**YOUR TASK**
Restate the records exactly. Include all of them.

**DATA SHOWN**
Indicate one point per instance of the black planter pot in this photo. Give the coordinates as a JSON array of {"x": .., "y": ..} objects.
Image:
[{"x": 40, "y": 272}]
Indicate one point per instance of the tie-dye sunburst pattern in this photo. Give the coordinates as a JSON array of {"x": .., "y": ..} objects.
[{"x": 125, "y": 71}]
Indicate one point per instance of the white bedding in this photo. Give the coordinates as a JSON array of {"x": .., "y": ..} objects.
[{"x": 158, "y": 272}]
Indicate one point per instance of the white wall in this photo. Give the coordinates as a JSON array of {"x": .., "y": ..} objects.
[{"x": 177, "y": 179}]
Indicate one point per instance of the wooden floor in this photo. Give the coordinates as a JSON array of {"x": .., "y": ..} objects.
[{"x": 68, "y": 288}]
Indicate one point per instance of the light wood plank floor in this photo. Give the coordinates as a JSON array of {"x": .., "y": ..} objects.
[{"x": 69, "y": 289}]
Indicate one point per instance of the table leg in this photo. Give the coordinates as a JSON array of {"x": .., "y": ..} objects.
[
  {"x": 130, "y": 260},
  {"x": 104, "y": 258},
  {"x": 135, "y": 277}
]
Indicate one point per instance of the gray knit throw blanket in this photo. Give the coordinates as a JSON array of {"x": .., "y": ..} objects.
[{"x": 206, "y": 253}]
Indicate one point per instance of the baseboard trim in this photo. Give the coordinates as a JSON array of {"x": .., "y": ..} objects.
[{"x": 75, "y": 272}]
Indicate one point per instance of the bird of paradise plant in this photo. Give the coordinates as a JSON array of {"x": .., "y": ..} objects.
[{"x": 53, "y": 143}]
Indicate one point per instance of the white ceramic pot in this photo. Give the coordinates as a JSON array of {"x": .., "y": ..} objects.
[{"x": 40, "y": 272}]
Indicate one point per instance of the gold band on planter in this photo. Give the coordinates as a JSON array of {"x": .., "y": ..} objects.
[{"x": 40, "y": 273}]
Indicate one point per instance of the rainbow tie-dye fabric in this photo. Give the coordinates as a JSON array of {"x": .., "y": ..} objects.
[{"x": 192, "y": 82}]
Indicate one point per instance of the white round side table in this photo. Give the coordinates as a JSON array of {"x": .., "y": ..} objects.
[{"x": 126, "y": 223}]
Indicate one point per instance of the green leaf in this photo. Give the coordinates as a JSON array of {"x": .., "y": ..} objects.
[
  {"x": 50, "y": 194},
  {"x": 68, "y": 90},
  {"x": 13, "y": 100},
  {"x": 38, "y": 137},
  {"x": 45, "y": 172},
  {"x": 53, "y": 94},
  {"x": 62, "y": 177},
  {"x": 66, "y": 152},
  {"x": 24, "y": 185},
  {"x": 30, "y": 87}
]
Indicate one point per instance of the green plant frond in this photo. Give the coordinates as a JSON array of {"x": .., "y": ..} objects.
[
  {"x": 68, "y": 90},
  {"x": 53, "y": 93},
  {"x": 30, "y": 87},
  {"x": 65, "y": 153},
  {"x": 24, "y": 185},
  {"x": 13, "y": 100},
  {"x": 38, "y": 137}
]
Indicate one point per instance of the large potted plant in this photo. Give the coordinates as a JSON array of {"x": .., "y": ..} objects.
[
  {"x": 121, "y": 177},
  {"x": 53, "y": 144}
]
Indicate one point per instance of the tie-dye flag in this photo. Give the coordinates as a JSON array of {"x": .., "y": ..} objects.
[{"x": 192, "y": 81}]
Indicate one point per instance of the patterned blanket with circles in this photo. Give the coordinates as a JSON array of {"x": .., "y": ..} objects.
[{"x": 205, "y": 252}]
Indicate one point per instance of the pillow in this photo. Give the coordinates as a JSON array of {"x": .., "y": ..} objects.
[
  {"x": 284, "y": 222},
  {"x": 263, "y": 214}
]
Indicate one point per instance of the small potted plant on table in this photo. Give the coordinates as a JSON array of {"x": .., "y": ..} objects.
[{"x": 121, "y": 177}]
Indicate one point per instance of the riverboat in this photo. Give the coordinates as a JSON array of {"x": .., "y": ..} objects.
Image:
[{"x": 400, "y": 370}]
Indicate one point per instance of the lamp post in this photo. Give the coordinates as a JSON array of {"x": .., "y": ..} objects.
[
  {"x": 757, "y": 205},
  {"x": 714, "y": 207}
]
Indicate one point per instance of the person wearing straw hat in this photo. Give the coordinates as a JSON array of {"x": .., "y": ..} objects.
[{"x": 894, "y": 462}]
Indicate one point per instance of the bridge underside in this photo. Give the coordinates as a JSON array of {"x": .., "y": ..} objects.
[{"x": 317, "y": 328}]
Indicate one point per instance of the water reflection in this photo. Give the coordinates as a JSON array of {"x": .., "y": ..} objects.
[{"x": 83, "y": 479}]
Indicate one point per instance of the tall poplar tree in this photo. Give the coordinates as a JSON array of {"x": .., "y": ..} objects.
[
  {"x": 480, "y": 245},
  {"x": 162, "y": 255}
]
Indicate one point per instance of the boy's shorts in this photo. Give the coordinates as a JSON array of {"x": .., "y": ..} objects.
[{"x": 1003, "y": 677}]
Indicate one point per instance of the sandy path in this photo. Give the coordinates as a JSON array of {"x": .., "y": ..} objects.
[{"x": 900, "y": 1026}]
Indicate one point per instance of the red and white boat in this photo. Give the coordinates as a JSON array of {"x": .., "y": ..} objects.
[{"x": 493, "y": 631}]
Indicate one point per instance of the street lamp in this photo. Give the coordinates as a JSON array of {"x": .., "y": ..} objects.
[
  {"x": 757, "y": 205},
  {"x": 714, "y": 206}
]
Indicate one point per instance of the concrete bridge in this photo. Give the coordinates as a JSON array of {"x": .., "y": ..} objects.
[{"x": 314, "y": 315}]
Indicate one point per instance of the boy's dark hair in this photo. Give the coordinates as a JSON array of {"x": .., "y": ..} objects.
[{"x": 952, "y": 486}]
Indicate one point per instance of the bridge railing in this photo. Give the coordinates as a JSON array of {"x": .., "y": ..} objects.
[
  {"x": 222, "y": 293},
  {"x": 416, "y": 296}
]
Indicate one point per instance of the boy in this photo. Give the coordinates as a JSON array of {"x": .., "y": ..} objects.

**YOUR RESPONSE**
Indicate one point per instance of the black planter pot in this photo. Give the coordinates as a JSON array of {"x": .., "y": ..} objects.
Image:
[{"x": 40, "y": 272}]
Indicate one point per instance of the tie-dye sunburst pattern in this photo. Give the coordinates as a JSON array of {"x": .., "y": ..} objects.
[{"x": 125, "y": 71}]
Indicate one point per instance of the white bedding in this photo. Give the coordinates as a JSON array of {"x": .., "y": ..} objects.
[{"x": 158, "y": 272}]
Indicate one point per instance of the white wall in this photo. Give the coordinates as a JSON array of {"x": .., "y": ..} objects.
[{"x": 177, "y": 179}]
Indicate one point per instance of the wooden floor in this photo. Give the coordinates as a JSON array of {"x": .., "y": ..} objects.
[{"x": 68, "y": 288}]
Indicate one point per instance of the light wood plank floor in this photo. Give the coordinates as a JSON array of {"x": .., "y": ..} objects.
[{"x": 69, "y": 289}]
Indicate one point per instance of the table leg in this photo. Give the coordinates as a JSON array of {"x": .., "y": ..} objects.
[
  {"x": 130, "y": 260},
  {"x": 104, "y": 258},
  {"x": 135, "y": 277}
]
Indicate one point per instance of the gray knit throw blanket in this photo. Give the coordinates as a JSON array of {"x": .., "y": ..} objects.
[{"x": 206, "y": 253}]
Indicate one point per instance of the baseboard trim in this photo. Give the coordinates as a JSON array of {"x": .., "y": ..} objects.
[{"x": 75, "y": 272}]
Indicate one point per instance of the bird of paradise plant in this photo. Give the coordinates as a JSON array of {"x": .., "y": ..} objects.
[{"x": 53, "y": 143}]
Indicate one point per instance of the white ceramic pot in this photo. Give the coordinates as a JSON array of {"x": .., "y": ..} objects.
[{"x": 40, "y": 272}]
Indicate one point per instance of the gold band on planter in this photo. Give the coordinates as a JSON array of {"x": .., "y": ..} objects.
[{"x": 40, "y": 273}]
Indicate one point per instance of the rainbow tie-dye fabric in this photo. Give the coordinates as a JSON array of {"x": .., "y": ..} objects.
[{"x": 192, "y": 82}]
Indicate one point per instance of the white round side table in this photo. Give the coordinates as a JSON array of {"x": .., "y": ..} objects.
[{"x": 126, "y": 223}]
Indicate one point per instance of the green leaf in this photo. Give the coordinates as a JSON array of {"x": .., "y": ..} objects.
[
  {"x": 50, "y": 194},
  {"x": 68, "y": 90},
  {"x": 13, "y": 100},
  {"x": 38, "y": 137},
  {"x": 45, "y": 172},
  {"x": 53, "y": 94},
  {"x": 62, "y": 177},
  {"x": 66, "y": 152},
  {"x": 24, "y": 185},
  {"x": 30, "y": 87}
]
Indicate one point per instance of the green plant frond in this photo. Give the coordinates as a JSON array of {"x": .., "y": ..} objects.
[
  {"x": 68, "y": 90},
  {"x": 53, "y": 93},
  {"x": 30, "y": 87},
  {"x": 65, "y": 153},
  {"x": 24, "y": 185},
  {"x": 13, "y": 100},
  {"x": 38, "y": 137}
]
Indicate one point per instance of the large potted plant in this photo. Give the coordinates as a JSON array of {"x": .., "y": ..} objects.
[
  {"x": 121, "y": 177},
  {"x": 53, "y": 144}
]
Indicate one point per instance of the tie-dye flag in this photo. Give the coordinates as a JSON array of {"x": .., "y": ..} objects.
[{"x": 192, "y": 81}]
Indicate one point per instance of the patterned blanket with circles in this photo. Give the coordinates as a JSON array of {"x": .., "y": ..} objects.
[{"x": 205, "y": 252}]
Indicate one point per instance of the pillow in this photo. Give the coordinates as a JSON array of {"x": .., "y": ..} objects.
[
  {"x": 284, "y": 222},
  {"x": 263, "y": 214}
]
Indicate one point per instance of the small potted plant on table in this photo. Give the coordinates as a JSON array of {"x": .., "y": ..} objects.
[{"x": 121, "y": 177}]
Indicate one point per instance of the riverboat in this photo. Give the coordinates as a JSON array of {"x": .., "y": ..} objects.
Image:
[{"x": 400, "y": 370}]
Indicate one point per instance of the lamp post in this photo. Give the coordinates as a JSON array of {"x": .., "y": ..} objects.
[
  {"x": 757, "y": 205},
  {"x": 714, "y": 207}
]
Indicate one point per instance of the person wearing straw hat in this photo. Give the coordinates as a JSON array of {"x": .., "y": ..} objects.
[{"x": 894, "y": 462}]
Indicate one point per instance of the bridge underside in this photo. Give the coordinates as a JSON array of {"x": .., "y": ..} objects.
[{"x": 317, "y": 328}]
Indicate one point per instance of the water reflection in this photo. Give the coordinates as a JSON array of {"x": .., "y": ..} objects.
[{"x": 83, "y": 479}]
Indicate one point per instance of the tall poplar tree in this photo. Give the coordinates as a JSON array of {"x": .., "y": ..} objects.
[
  {"x": 480, "y": 245},
  {"x": 162, "y": 255}
]
Indicate one point per instance of the boy's shorts in this photo. Give the coordinates as a JSON array of {"x": .., "y": ..} objects.
[{"x": 1003, "y": 677}]
Indicate one point per instance of the sandy path in this photo. Give the coordinates as a JSON array of {"x": .., "y": ..} objects.
[{"x": 900, "y": 1026}]
Indicate one point per instance of the red and white boat in this photo. Give the coordinates as a JSON array of {"x": .., "y": ..} objects.
[{"x": 493, "y": 631}]
Indicate one point per instance of the street lamp in this photo. Give the coordinates as a JSON array of {"x": .., "y": ..} objects.
[
  {"x": 757, "y": 205},
  {"x": 714, "y": 206}
]
Indicate one point per instance of the concrete bridge in this photo. Give the coordinates as a JSON array of {"x": .., "y": ..} objects.
[{"x": 314, "y": 315}]
Indicate one point per instance of the boy's dark hair in this photo. Give the coordinates as a JSON array of {"x": .., "y": ..} objects.
[{"x": 952, "y": 486}]
Indicate one point per instance of the bridge railing in this photo. Give the coordinates as a JSON array of {"x": .., "y": ..} objects.
[
  {"x": 222, "y": 293},
  {"x": 416, "y": 296}
]
Indicate one point per instance of the boy in this photo. Give the coordinates as a JSON array of {"x": .., "y": ..} objects.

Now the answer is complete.